YOUR ASSIGNMENT: Output the number of lines in the entries below with the string "green" in them, and nothing further.

Data excerpts
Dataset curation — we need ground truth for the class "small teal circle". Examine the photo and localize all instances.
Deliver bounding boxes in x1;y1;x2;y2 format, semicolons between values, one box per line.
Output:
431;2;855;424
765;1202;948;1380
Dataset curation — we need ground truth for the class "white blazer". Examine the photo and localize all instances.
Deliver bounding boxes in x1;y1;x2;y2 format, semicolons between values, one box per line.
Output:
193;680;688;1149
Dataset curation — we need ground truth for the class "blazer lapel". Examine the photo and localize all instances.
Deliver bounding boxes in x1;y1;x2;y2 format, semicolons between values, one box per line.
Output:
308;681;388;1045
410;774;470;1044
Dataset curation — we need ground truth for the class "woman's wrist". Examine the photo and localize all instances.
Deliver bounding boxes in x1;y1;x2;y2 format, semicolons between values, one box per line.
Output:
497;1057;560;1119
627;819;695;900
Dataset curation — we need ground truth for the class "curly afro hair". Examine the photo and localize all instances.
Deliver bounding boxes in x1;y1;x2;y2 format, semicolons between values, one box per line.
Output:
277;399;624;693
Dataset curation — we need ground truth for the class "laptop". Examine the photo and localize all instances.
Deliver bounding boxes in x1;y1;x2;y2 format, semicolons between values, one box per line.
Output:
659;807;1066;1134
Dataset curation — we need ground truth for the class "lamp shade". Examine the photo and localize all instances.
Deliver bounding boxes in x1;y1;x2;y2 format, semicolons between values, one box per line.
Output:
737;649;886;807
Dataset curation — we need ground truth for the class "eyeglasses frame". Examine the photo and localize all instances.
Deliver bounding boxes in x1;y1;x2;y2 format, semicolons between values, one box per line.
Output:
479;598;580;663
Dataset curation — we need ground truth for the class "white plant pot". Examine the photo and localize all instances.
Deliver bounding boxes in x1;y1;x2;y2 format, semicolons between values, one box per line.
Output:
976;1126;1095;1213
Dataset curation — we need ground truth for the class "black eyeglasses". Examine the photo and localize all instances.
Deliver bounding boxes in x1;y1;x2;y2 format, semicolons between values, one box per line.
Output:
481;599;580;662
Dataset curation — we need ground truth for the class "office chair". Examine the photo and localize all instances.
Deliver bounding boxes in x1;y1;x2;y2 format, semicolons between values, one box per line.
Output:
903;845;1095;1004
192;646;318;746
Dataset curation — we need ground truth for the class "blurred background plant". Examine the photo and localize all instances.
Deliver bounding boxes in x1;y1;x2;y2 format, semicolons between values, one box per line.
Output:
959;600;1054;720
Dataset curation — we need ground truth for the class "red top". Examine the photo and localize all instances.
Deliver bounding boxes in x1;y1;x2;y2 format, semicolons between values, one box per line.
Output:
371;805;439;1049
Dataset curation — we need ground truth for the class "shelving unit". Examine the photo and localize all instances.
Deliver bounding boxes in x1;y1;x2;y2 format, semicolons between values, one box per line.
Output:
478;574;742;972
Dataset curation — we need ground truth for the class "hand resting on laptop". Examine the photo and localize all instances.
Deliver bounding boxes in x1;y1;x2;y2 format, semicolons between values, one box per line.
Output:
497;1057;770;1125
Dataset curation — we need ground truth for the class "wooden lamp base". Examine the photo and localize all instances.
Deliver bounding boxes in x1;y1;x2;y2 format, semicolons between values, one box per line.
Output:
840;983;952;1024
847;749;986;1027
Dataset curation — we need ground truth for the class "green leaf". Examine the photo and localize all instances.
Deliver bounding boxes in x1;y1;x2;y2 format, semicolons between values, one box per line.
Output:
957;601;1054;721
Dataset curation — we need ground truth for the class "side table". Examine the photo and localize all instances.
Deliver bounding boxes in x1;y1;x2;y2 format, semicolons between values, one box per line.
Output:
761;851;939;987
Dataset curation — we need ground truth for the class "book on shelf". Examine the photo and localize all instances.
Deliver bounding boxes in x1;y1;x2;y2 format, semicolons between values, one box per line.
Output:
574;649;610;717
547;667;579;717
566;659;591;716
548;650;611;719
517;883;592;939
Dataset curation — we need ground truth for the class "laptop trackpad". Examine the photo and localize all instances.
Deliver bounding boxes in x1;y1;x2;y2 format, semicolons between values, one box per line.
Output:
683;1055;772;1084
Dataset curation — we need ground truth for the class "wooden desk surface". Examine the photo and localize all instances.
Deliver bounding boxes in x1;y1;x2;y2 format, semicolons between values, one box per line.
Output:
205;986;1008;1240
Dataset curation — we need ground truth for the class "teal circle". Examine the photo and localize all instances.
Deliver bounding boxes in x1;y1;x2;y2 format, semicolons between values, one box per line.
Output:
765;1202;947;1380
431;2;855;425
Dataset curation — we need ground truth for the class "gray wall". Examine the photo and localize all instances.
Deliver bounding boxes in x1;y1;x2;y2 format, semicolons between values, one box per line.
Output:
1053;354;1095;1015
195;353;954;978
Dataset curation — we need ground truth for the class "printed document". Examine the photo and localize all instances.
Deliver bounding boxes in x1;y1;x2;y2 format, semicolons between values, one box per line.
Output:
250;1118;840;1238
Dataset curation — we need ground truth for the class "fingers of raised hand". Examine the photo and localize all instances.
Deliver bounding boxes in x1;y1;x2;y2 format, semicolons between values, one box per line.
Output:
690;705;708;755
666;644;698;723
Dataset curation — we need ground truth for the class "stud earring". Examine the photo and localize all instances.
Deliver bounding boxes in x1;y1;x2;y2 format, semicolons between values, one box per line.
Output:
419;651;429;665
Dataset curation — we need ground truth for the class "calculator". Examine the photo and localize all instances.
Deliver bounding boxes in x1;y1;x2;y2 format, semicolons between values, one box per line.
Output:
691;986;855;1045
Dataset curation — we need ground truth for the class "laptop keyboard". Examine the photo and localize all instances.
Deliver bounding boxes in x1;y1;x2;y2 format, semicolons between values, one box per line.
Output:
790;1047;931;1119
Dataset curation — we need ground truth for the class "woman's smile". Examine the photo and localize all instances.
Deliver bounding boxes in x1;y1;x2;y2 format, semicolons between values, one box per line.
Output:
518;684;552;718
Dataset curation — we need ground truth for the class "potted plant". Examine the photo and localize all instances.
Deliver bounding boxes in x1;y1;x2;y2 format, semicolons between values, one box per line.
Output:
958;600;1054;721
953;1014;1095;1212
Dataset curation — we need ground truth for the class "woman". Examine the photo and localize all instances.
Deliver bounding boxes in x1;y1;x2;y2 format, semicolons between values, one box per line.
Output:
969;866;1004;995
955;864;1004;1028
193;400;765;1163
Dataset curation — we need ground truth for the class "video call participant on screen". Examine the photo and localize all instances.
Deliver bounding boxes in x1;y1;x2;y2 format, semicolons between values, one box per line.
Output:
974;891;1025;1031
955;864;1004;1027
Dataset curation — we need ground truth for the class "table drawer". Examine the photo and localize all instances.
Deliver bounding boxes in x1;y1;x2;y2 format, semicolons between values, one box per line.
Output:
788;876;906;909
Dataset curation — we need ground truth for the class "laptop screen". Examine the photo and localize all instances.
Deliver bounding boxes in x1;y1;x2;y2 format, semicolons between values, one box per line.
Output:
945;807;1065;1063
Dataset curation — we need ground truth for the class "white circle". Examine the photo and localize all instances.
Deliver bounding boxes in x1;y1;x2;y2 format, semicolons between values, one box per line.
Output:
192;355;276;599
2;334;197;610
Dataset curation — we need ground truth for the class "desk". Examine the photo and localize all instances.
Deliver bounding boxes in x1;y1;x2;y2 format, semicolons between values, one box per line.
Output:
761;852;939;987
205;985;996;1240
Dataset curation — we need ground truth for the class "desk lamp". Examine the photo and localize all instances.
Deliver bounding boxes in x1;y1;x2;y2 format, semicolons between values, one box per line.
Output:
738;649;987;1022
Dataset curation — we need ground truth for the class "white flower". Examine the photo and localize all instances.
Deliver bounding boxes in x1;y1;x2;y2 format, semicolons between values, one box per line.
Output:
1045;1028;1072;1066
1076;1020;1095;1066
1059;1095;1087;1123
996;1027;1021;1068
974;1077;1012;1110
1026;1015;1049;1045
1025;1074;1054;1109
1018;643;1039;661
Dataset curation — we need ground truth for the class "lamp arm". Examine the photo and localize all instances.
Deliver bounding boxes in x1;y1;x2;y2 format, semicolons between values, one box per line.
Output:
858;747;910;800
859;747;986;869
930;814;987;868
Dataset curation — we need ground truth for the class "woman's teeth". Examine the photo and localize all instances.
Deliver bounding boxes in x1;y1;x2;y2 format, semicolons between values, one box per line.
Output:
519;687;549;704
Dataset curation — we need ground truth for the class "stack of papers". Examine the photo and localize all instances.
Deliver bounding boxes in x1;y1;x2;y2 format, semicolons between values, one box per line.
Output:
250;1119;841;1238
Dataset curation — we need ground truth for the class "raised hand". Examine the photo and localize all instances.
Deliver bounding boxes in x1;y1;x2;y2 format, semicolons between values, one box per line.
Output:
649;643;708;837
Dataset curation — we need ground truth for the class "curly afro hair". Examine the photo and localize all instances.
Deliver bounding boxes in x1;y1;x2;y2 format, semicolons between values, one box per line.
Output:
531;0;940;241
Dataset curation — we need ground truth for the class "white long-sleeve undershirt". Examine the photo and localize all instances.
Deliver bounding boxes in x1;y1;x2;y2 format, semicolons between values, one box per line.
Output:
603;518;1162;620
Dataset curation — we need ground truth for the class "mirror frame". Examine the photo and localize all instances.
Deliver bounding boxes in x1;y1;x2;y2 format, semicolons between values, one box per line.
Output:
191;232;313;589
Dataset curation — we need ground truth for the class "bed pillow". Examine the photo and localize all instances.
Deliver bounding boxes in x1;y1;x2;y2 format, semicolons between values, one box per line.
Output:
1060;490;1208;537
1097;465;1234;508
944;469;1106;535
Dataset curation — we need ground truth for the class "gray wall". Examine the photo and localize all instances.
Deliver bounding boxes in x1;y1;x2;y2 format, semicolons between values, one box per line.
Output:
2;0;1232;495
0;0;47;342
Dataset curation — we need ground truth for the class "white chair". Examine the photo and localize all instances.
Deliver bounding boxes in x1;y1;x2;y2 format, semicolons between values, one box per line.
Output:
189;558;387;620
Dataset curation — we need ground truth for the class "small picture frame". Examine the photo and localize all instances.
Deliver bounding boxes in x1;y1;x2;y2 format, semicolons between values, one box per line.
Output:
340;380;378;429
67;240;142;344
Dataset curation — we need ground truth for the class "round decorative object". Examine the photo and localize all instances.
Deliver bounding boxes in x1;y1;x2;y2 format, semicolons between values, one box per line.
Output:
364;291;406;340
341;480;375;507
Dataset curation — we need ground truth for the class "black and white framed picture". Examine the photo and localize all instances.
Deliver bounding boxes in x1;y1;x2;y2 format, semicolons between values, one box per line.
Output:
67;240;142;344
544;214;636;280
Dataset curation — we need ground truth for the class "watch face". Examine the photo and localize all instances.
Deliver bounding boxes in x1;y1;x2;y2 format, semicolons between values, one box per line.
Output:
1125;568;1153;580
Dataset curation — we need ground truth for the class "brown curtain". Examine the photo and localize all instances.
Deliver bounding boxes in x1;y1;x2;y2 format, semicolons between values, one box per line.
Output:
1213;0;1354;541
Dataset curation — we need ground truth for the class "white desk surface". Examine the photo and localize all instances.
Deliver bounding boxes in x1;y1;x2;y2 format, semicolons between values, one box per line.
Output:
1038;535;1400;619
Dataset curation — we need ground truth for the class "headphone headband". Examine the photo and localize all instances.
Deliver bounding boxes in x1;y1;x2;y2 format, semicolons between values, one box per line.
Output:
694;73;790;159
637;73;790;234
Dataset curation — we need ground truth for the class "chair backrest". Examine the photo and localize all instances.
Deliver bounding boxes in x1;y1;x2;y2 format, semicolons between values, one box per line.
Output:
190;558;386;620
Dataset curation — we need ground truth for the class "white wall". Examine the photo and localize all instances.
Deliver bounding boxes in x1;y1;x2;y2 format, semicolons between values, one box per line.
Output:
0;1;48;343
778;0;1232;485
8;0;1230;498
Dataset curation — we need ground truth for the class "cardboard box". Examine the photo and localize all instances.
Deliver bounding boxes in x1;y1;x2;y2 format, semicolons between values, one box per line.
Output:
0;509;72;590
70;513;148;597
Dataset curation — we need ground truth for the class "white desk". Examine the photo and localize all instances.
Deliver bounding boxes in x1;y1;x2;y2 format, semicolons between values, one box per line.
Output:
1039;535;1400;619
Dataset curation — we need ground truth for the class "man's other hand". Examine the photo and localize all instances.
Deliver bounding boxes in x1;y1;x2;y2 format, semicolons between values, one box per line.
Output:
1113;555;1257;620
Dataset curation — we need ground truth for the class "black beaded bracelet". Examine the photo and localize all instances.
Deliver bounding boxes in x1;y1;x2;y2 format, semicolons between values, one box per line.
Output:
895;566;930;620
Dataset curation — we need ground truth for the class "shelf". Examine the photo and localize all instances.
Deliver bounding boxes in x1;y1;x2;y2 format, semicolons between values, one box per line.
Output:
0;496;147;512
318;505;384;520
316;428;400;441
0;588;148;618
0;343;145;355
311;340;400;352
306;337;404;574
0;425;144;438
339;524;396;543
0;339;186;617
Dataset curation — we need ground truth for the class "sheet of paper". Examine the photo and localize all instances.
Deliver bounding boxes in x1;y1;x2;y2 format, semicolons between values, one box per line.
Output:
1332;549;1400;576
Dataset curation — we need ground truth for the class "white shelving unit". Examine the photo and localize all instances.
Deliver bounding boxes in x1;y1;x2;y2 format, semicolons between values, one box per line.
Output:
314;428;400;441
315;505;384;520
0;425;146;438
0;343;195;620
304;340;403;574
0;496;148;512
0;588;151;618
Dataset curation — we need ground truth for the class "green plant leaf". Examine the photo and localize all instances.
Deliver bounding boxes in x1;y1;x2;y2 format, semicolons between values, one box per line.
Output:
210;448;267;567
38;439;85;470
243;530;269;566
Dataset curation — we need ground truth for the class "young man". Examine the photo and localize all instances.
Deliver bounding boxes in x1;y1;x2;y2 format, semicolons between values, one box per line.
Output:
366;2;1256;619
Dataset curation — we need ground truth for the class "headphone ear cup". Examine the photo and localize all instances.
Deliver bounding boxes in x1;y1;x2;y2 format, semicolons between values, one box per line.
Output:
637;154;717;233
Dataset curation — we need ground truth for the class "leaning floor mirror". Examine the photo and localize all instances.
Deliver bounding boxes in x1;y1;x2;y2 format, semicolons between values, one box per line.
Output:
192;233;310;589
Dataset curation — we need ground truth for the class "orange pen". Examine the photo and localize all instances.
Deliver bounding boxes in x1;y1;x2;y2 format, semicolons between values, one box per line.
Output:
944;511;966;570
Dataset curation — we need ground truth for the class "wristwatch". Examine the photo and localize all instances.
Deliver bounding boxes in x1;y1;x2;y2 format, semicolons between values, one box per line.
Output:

OUTPUT OF THE EXERCISE: 2